(THE DATA Opens)
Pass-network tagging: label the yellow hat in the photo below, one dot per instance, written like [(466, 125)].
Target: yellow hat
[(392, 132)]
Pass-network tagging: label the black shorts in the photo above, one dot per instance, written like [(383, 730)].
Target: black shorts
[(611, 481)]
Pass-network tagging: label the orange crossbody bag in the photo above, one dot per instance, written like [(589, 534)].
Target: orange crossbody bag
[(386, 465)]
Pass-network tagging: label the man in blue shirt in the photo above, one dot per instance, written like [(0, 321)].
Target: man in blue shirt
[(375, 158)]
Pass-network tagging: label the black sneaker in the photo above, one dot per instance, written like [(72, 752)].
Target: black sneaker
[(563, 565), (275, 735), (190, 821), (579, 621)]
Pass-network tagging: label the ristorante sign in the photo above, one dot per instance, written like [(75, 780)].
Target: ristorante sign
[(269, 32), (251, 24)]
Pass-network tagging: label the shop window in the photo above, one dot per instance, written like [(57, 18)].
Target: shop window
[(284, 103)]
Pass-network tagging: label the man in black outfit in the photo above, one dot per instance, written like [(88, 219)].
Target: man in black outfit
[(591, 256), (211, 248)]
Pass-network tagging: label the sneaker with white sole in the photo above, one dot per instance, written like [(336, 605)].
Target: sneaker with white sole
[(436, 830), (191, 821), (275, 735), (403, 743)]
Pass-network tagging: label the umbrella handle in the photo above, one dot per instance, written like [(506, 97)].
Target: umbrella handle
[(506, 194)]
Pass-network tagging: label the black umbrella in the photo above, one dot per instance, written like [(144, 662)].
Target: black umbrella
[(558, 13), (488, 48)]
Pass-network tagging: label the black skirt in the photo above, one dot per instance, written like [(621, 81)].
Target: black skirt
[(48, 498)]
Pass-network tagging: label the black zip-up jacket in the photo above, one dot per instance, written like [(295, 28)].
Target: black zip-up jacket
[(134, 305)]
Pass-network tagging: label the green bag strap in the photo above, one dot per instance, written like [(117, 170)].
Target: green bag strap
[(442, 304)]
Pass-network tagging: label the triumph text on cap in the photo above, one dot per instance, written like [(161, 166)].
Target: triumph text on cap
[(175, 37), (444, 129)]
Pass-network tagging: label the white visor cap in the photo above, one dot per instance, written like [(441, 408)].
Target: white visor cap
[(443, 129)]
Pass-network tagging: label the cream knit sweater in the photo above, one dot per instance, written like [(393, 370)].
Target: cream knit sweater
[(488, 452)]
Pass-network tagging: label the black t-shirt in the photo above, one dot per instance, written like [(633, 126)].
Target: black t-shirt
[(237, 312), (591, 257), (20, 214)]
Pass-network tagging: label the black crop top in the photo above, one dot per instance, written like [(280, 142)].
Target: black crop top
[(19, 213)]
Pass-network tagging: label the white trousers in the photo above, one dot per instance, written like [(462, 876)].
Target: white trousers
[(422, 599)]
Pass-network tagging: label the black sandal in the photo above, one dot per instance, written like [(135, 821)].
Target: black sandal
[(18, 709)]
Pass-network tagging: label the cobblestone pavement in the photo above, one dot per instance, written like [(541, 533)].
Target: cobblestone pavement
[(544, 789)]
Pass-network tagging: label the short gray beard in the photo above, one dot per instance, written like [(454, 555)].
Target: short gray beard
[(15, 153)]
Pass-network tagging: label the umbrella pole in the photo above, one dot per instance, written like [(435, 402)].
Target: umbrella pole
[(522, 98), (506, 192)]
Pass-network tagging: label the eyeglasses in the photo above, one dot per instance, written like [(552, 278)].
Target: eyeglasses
(THE DATA Closes)
• _HOW TO COMPLETE THIS TASK_
Lines from the top of the data above through the line with "Pass-network tagging: label the man in black", both ends included: copy them exactly, nothing more.

• _OUTPUT BELOW_
Pass-network tagging: label the yellow hat in the photo below, one dot per instance, written like [(466, 125)].
Target: yellow hat
[(392, 132)]
Pass-network tagging: label the black shorts in the photo above, one dot per instance, written like [(383, 730)].
Target: black shorts
[(611, 481)]
Pass-network tagging: label the orange crossbody bag in the photo above, one dot per instance, written like [(589, 534)].
Target: orange crossbody bag
[(386, 465)]
Pass-network tagging: label the man in blue shirt in the photo above, one dot per instance, written like [(0, 321)].
Target: man in blue shirt
[(375, 158)]
Pass-network tagging: label the black sneaker in the photo above, one dot per instance, written like [(72, 752)].
Target: black sneaker
[(563, 565), (275, 735), (190, 821), (579, 621)]
Pass-network tagging: label the ristorante sign in the photo above, one dot per instance, written like [(75, 780)].
Target: ristorante sign
[(269, 32), (251, 24)]
Pass-network tagging: label the shop window in the photo above, one dot per instance, written like [(57, 18)].
Target: shop window
[(284, 103)]
Pass-network tagging: label the man in black outfit in the photo above, one dot per instance, written like [(88, 219)].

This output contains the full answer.